** READING TEXT **
= Beginning of Section =
Diabetes influences every aspect of life, from food preparation and family planning to relationships and conversations in the workplace, but don’t let it overwhelm you. There are several simple things you can do every day to manage your condition.

 

Type 1 and 2

The National Institute of Diabetes and Digestive and Kidney Diseases explains that when you have type 1, your body's immune system has attacked and destroyed the cells that create insulin. However, when you have type 2, your body doesn’t use the insulin it makes correctly. No matter which type you have, you’ll have to accept that your lifestyle will be different.

Type 1 and 2

 

Living with diabetes

Many people don’t realize what type 1 or type 2 diabetics go through daily. Constantly checking glucose levels, thinking about what to eat, worrying about how stress will affect their blood sugar levels, and explaining the difference between type 1 and type 2 comes with the territory. Although it can be tiring, committing to a diabetic lifestyle will make it easier.

 

Committing to a lifestyle

It’s possible for your condition to smoothly fit into your life. Experts adjust their meals, test their blood glucose routinely and track their activity and medication with ease. Work your condition into your lifestyle, and eventually it will all come naturally. Read on to learn five simple but effective tricks for handling your condition day in and day out.
= End of Section =
Source records
= Beginning of Section =
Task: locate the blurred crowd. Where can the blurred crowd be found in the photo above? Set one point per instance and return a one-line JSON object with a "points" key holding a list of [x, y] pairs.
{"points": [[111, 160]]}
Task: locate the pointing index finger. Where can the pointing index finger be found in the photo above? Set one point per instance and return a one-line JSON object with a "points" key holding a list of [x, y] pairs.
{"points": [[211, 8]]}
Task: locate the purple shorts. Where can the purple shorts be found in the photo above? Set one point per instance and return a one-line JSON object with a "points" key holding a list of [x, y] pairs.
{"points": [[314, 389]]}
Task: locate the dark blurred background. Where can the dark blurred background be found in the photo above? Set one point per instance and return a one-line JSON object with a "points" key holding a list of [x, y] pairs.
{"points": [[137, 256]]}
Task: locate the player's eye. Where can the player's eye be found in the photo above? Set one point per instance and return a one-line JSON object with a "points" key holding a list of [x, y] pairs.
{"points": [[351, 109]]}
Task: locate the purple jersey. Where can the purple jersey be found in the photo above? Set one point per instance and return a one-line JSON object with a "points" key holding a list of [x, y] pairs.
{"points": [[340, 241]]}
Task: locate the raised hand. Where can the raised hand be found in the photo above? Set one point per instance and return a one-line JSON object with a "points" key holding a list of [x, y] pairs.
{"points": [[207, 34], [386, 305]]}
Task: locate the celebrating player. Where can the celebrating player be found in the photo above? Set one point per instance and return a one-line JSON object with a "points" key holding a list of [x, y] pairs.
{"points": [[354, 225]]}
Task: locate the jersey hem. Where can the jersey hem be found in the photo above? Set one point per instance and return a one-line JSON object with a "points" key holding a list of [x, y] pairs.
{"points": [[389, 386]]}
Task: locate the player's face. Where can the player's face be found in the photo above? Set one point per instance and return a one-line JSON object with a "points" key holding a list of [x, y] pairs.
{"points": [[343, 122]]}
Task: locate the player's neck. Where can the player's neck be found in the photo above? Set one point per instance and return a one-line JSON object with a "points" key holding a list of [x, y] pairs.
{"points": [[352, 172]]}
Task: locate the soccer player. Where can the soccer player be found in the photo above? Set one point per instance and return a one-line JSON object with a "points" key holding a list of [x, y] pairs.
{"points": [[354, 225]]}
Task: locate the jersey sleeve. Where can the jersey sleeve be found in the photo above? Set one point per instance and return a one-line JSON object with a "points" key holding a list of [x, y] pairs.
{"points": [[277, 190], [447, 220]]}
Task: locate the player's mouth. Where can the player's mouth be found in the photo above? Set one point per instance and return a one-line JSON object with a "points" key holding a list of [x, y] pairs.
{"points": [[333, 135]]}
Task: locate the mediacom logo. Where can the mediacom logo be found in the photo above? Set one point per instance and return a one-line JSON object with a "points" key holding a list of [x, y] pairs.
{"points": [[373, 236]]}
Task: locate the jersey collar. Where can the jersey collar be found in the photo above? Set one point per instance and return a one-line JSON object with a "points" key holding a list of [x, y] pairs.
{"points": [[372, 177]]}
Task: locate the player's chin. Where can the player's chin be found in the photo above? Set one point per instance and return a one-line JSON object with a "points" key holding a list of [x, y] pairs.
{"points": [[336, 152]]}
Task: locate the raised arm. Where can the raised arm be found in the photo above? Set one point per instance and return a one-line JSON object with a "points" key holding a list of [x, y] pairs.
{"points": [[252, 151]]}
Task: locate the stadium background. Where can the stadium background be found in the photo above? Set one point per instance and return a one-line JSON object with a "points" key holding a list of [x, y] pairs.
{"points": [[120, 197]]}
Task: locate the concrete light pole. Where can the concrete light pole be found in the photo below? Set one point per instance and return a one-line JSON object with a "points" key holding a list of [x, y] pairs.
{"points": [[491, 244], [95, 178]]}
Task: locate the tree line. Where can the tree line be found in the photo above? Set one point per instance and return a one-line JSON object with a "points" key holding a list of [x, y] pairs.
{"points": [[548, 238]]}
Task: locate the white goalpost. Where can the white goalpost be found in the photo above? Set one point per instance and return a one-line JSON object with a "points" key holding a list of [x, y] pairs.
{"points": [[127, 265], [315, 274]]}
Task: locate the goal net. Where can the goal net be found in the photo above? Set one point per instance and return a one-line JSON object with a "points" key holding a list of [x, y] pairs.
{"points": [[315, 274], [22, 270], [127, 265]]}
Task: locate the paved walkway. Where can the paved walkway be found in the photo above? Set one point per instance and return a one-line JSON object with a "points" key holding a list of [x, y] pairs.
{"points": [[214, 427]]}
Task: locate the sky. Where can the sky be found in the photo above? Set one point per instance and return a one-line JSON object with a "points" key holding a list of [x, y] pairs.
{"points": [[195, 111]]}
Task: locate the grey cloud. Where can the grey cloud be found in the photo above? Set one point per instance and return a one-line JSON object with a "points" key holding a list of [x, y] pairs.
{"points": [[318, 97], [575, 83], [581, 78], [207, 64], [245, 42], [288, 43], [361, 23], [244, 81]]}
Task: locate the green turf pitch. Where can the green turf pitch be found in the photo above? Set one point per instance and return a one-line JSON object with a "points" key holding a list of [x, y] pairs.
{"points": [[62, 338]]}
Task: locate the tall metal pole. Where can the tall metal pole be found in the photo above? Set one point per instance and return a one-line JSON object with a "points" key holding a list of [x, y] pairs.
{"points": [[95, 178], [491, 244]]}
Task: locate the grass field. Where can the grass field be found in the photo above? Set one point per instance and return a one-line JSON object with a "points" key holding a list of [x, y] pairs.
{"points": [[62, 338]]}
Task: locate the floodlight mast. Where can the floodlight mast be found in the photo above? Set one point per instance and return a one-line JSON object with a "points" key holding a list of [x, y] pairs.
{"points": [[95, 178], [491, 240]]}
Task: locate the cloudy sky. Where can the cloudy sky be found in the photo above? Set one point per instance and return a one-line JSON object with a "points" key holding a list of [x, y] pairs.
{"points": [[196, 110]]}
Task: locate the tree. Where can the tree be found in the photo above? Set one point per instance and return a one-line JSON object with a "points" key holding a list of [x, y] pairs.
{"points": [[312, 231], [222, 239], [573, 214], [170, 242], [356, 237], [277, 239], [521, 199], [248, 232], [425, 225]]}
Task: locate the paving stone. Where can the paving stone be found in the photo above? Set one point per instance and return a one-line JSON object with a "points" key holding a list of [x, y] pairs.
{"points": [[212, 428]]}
= End of Section =
** TASK DIRECTIONS **
Carry on the text about living with diabetes, starting right after its final sentence.

** YOUR RESPONSE **
 

Remember your ABCs and consult experts

Understanding the diabetic ABCs—A1C test, blood pressure and cholesterol—and gathering information is the first step toward living with it. The best way to start is by talking to medical professionals and experts. Experts are not just health professionals; they are people who share your condition. Those who experience your situation daily can be informative and reassuring.

Remember your ABCs and consult experts

 

Always carry a bag

Keep supplies like testing strips, medication, lancets, syringes, glucose tablets, juice, replacement batteries for your glucose meter or an extra pen for recording your glucose levels on hand in case of emergency. Carry them in a travel or cosmetics bag to keep everything organized and accessible.

 

Take advantage of technology

According to the Centers of Disease Control and Prevention, nearly 10 percent of the population is diabetic. Therefore, there is a plethora of technology at your fingertips, including health apps, fully portable glucose monitors and online resources. For example, BG Monitor Diabetes for Android is perfect for calculating how much insulin you need, setting reminders and organizing your new world.

 

Involve your friends and family

It is common for people to experience an array of emotions after a diagnosis. If you feel comfortable, enlist the support of your friends and family. Communicate to them that you want them to be involved in managing your condition - for example, by helping you keep an exercise schedule.

Involve your friends and family

 

Make dietary adjustments

Make some simple food and drink adjustments. Include key components like fresh fruits, non-starch vegetables, beans and legumes, lean meats and proteins, and nonfat dairy foods, and avoid sugary foods and alcohol. In addition to managing your condition, this will help you improve your overall health.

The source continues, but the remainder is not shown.